> Metin bölümü
#####

“İnsanın Allah’ın iradesi karşısında bütün varlığından, benliğinden, sahip olduğu dünyalıklarından, her şeyden vazgeçebileceğini göstermesinin sembolüdür kurban. Et yemektir, fakir fukaraya yardım etmektir, dayanışmadır evet bunlar kurbanın ikinci, üçüncü, dördüncü, beşinci yararları ya da mesajları olabilir ama kurbanın asıl mesajı şudur: “Ey Âlemlerin Rabbi, ben senin rızanı kazanmak için en değerli olan varlığımdan, en çok sevdiğimden gözümü kırpmadan vazgeçmeyi göze alıyorum, vazgeçme kararl
Kıymetli Hocam, bize biraz İslam’daki kurban ibadetinden bahsedebilir misiniz? Kur’an’da bu ibadete nasıl yaklaşılmış? Rabbimizin kurban ibadeti noktasında nasıl emirleri var?

#####

> Verilen görev 1
Kayıtlarda "For each <instance>, output" ifadesini içeren satırdan "negative clicks: (1738, 1038) (440, 798)" ifadesini içeren satıra kadar, bu iki satır da dahil olmak üzere, tüm satırları hiç değiştirmeden yaz.

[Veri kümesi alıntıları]
#####

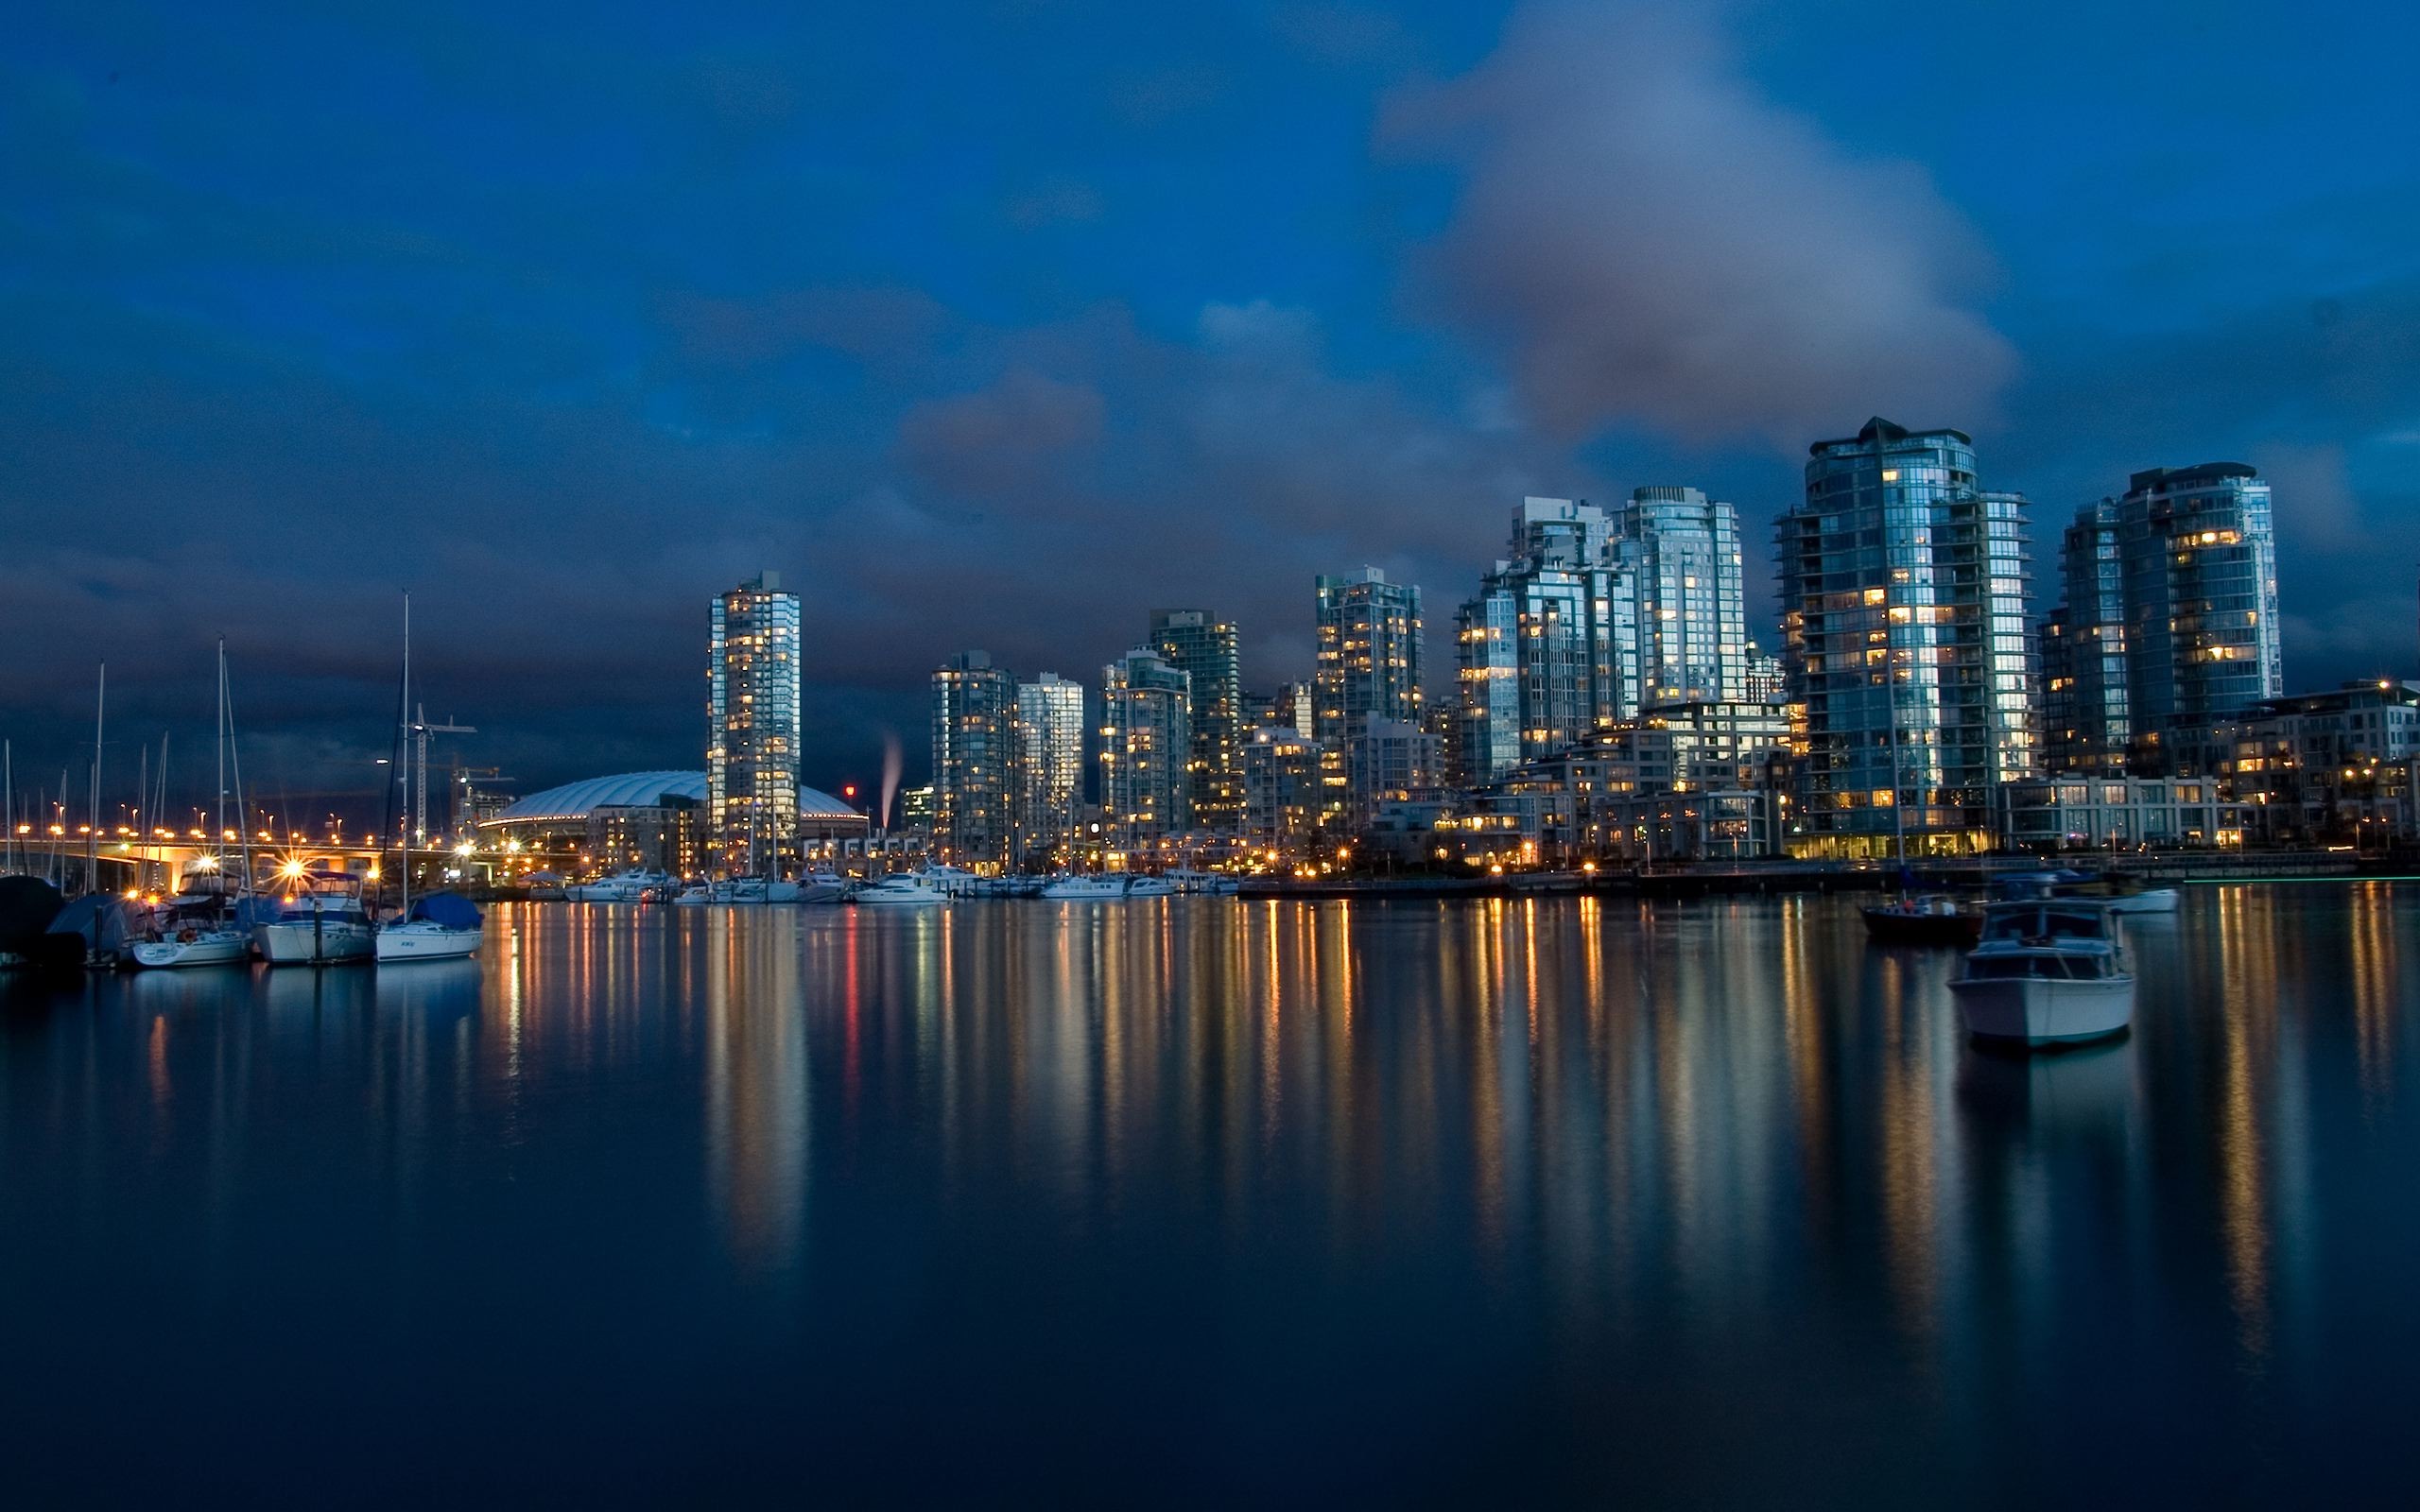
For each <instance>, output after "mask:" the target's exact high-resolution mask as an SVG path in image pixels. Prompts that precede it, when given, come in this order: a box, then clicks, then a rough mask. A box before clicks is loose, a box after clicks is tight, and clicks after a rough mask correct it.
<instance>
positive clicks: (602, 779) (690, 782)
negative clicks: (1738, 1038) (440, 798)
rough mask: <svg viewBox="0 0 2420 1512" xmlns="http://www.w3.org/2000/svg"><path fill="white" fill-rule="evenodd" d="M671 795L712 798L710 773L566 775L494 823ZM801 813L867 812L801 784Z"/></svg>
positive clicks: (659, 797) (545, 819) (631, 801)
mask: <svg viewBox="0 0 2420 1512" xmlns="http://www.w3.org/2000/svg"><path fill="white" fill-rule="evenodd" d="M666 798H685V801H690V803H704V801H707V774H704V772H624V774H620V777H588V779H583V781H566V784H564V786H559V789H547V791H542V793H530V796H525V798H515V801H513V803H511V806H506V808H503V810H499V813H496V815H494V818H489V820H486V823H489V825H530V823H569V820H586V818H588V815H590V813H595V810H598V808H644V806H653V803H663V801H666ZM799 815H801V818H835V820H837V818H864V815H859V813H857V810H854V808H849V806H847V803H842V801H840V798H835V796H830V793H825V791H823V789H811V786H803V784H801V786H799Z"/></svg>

#####

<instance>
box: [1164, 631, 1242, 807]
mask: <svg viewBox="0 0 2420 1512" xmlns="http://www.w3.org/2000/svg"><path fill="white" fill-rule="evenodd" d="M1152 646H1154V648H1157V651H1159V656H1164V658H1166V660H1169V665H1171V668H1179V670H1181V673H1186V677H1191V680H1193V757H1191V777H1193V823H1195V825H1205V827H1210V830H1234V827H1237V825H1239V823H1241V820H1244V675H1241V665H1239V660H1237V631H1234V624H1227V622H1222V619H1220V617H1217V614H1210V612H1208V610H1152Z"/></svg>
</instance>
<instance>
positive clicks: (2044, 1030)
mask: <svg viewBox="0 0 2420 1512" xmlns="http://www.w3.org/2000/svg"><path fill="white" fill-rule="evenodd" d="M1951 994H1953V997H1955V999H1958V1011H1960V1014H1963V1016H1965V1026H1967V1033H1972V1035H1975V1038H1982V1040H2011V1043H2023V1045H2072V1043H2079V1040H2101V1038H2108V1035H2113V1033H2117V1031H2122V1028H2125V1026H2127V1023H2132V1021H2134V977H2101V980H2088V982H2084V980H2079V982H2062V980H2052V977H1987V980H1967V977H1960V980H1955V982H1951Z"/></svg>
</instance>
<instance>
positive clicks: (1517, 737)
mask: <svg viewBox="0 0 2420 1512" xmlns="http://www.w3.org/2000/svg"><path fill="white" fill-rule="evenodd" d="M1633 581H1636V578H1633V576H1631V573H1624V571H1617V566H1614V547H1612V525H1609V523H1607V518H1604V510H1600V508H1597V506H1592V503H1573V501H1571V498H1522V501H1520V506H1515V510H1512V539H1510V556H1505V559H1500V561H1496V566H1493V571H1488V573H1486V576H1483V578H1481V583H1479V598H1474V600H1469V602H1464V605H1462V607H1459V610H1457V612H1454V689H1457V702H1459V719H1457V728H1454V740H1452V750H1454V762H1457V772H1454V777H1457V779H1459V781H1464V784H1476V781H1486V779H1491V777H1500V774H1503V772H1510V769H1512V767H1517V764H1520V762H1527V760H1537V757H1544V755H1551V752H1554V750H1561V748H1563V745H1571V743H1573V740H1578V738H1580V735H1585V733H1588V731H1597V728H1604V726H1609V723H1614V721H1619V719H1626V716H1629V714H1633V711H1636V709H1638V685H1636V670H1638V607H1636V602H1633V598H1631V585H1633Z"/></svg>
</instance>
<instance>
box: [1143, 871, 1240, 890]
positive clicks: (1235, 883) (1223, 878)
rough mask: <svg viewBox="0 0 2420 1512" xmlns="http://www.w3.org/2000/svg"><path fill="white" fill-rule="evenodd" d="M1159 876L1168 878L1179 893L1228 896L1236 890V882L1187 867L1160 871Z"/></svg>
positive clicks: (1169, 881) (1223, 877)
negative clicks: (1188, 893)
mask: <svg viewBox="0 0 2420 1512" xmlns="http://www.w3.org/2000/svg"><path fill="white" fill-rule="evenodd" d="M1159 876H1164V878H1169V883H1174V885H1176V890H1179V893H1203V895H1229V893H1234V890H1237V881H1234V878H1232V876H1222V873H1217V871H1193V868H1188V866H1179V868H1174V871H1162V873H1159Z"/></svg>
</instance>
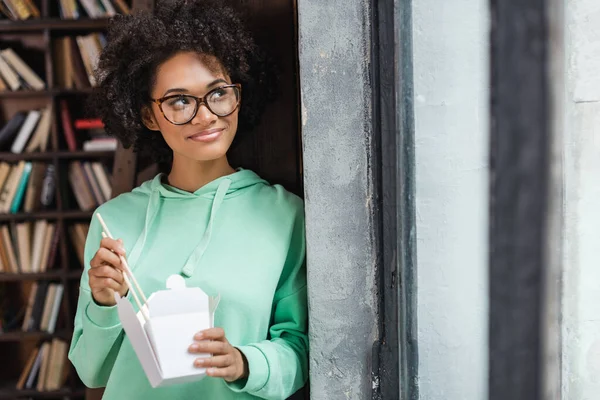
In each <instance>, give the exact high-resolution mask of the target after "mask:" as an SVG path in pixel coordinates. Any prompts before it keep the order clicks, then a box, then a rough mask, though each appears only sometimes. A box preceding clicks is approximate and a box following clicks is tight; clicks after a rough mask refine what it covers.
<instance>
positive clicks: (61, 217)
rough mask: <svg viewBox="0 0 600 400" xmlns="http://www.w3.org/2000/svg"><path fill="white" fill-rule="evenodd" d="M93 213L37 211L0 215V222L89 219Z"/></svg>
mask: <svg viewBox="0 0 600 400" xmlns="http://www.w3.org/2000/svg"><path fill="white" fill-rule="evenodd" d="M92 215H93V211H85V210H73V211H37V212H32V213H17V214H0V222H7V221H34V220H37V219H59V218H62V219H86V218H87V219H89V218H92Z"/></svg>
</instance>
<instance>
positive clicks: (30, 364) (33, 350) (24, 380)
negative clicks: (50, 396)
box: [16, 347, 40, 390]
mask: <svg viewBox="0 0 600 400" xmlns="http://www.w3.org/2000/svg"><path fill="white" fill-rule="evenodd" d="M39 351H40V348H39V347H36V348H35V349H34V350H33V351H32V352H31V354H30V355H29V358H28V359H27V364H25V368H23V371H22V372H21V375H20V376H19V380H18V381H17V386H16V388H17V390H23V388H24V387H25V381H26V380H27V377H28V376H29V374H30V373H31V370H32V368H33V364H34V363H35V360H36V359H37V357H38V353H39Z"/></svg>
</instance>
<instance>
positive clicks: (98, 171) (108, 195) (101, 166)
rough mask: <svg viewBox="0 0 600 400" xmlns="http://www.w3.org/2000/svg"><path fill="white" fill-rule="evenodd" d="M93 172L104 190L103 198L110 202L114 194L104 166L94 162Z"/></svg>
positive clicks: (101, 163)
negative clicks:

#####

> Verilen görev 2
Kurban ibadetini anlatan metnin sonraki kısmını kaldığı yerden devam ettirerek yaz.

> Görev yanıtı 1
For each <instance>, output after "mask:" the target's exact high-resolution mask as an SVG path in image pixels. Prompts that precede it, when given, come in this order: a box, then clicks, then a rough mask. A box before clicks is loose, a box after clicks is tight, and clicks after a rough mask correct it.
<instance>
positive clicks: (602, 779) (690, 782)
negative clicks: (1738, 1038) (440, 798)

> Görev yanıtı 2
Evet, malumunuz kurban ibadetini anlayabilmek için Hz. İbrahim’in yaşadığı döneme ve Hz. İbrahim’in hayatına gitmek lazım. Bugünkü uygulanan şekliyle kurban ibadeti, kurban âdeti, kurban sünneti, kurban vacibi ne derseniz deyin Hz. İbrahim’in Hz. İsmail’i kurban etme niyetinden sonra uygulanmaya başlanmıştır.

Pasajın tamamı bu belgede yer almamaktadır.